-- Opening Marker --

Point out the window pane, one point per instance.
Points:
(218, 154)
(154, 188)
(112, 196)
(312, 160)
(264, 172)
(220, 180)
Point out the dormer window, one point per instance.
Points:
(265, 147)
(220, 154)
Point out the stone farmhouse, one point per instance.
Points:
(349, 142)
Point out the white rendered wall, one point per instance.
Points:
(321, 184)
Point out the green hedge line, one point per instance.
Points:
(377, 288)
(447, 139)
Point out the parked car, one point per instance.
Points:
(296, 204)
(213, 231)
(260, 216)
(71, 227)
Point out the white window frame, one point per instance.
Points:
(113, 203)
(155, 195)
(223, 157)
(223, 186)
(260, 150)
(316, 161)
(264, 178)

-- Closing Marker --

* _Work to be completed_
Using the material above, report each line where "white" occurs.

* _Response_
Point out the white rendered wall, one point per instance.
Point out the white window frame, one point per instance.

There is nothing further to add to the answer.